-- Opening Marker --
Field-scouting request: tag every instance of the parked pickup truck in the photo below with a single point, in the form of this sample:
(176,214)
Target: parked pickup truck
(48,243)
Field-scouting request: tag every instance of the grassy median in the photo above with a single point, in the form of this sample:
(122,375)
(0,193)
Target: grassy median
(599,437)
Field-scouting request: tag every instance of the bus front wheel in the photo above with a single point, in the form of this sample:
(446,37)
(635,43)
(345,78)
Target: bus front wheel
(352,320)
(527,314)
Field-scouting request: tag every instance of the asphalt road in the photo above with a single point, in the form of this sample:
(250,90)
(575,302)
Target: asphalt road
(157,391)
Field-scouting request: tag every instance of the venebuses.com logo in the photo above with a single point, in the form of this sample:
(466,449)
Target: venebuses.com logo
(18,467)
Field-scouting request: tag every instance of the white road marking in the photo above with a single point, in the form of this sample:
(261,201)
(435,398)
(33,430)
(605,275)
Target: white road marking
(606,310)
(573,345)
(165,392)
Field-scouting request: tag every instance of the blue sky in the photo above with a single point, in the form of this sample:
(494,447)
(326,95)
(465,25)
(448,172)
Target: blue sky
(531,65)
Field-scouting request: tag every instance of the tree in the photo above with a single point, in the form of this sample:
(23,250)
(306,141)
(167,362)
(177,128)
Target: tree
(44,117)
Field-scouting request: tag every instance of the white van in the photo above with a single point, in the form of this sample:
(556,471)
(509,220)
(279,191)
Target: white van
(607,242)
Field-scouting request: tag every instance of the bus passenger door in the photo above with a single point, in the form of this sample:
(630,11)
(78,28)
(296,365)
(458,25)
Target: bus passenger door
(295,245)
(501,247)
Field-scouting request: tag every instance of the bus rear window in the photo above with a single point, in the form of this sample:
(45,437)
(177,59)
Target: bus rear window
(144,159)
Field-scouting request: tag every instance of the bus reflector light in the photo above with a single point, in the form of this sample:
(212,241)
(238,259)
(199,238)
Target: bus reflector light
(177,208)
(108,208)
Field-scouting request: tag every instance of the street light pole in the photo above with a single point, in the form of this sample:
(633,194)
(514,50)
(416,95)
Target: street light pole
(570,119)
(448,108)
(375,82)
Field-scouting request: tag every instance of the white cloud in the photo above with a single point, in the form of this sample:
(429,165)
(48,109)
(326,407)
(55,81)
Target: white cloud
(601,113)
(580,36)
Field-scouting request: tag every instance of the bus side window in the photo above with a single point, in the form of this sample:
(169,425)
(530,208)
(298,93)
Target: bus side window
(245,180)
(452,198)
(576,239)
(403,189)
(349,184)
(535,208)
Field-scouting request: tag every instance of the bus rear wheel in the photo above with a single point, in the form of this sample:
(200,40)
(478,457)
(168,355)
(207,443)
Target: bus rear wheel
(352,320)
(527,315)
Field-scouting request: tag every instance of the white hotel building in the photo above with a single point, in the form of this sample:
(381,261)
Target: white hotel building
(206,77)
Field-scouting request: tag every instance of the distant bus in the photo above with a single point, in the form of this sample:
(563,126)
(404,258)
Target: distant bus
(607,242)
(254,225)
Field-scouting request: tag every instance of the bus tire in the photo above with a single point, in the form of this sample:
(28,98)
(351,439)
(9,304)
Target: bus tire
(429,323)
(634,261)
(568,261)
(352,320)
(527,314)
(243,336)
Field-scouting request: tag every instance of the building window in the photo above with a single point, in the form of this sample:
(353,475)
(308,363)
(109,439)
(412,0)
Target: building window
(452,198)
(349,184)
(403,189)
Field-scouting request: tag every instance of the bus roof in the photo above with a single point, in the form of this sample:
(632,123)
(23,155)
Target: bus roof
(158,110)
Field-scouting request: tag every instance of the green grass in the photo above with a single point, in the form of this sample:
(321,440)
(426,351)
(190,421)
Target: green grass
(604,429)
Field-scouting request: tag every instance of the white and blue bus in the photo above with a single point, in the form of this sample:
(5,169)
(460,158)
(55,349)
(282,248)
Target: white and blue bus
-- Closing Marker --
● **ASSIGNMENT**: Retype each entry exactly.

● **OUTPUT**:
Field-scouting request: tag every instance of the parked pickup truck in the photo below with a single point, in the form of this sample:
(176,214)
Target: parked pickup truck
(48,243)
Field-scouting request: tag every instance of the grassy median in the photo above with a single point, in the form of this sample:
(122,375)
(0,193)
Target: grassy median
(599,437)
Field-scouting request: tag every instance of the bus front wheel in the photo above with a single point, in the form of this sample:
(446,37)
(635,43)
(345,78)
Target: bus front wheel
(352,320)
(527,314)
Field-scouting request: tag every instance of the asphalt road in the photo above with a single point, in the form of this sample:
(250,90)
(575,302)
Target: asphalt road
(157,391)
Field-scouting request: tag every instance of the venebuses.com logo in the photo above with a single point, in the form of this sample:
(466,449)
Target: venebuses.com logo
(18,467)
Field-scouting request: tag every instance of the white road marking in the photo above with a single point, in the form of this sample:
(261,201)
(435,398)
(33,430)
(605,275)
Target: white road marking
(606,310)
(573,345)
(165,392)
Field-scouting request: tag every instance of the blue sky in the photo above with a single point, in the form of this sample:
(494,447)
(326,95)
(465,25)
(448,172)
Target: blue sky
(531,65)
Field-scouting request: tag every instance of the tree in the photo above with a single point, in the form of this sample:
(23,250)
(306,141)
(167,362)
(177,128)
Target: tree
(44,117)
Field-scouting request: tag every instance of the white van in the photo above with a single point, in the form of this sample:
(556,471)
(509,220)
(279,191)
Target: white van
(607,242)
Field-scouting request: tag every instance of the bus passenger door in the photo above with a single point, in the form of this sample:
(630,11)
(78,28)
(296,365)
(458,25)
Target: bus passenger door
(295,245)
(501,247)
Field-scouting request: tag every instance of the bus rear window in the photo above with a single point, in the form of this sample:
(45,437)
(177,59)
Target: bus rear window
(144,159)
Field-scouting request: tag every instance of the bus reflector light in the photo above with a single point, in the form of this sample:
(212,241)
(238,259)
(199,238)
Target: bus reflector light
(177,208)
(108,208)
Field-scouting request: tag every instance of the street light pole in the photo above with a single point, in the form of this sample:
(633,194)
(514,50)
(416,95)
Target: street light pole
(570,119)
(448,108)
(375,82)
Field-scouting request: tag every instance of the white cloud in the photo above with a single point, in the form of this sample:
(429,165)
(48,109)
(326,407)
(55,81)
Target: white cloud
(601,113)
(580,36)
Field-scouting request: tag every instance of the bus side window in the photo above with a single point, in the form of this sample:
(169,425)
(530,208)
(298,93)
Target: bus side window
(245,180)
(452,198)
(576,239)
(403,189)
(349,184)
(535,208)
Field-scouting request: tag every instance of the bus rear wheel in the photo above with a single point, in the form of this sample:
(200,40)
(478,457)
(168,355)
(207,443)
Target: bus rear wheel
(352,320)
(527,315)
Field-scouting request: tag every instance of the white hotel building in the photo above with a single point, in the form of this sample:
(381,261)
Target: white hotel building
(206,77)
Field-scouting request: tag every instance of the distant bus in the photo above with a single point, in the form of this sample:
(563,126)
(404,258)
Target: distant bus
(607,242)
(254,225)
Field-scouting request: tag every instance of the bus tire in the photo above with a single point, in the form of this sample:
(28,98)
(351,439)
(9,304)
Target: bus tire
(429,323)
(634,261)
(568,261)
(352,320)
(527,314)
(243,336)
Field-scouting request: tag every instance of the building window in the photo above with a single point, in the form of this sample:
(353,475)
(308,363)
(109,439)
(412,0)
Target: building window
(452,198)
(349,184)
(403,189)
Field-scouting request: tag every instance of the bus roof in the photo above with a single point, in the form of this sample:
(632,123)
(23,155)
Target: bus roof
(158,110)
Field-scouting request: tag every instance of the green grass in the photo above with a single point, in the form of this sample:
(321,440)
(426,351)
(190,421)
Target: green grass
(604,429)
Field-scouting request: tag every instance of the white and blue bus in the photo above with a single point, in the form of this sample:
(5,169)
(460,158)
(55,349)
(282,248)
Target: white and blue bus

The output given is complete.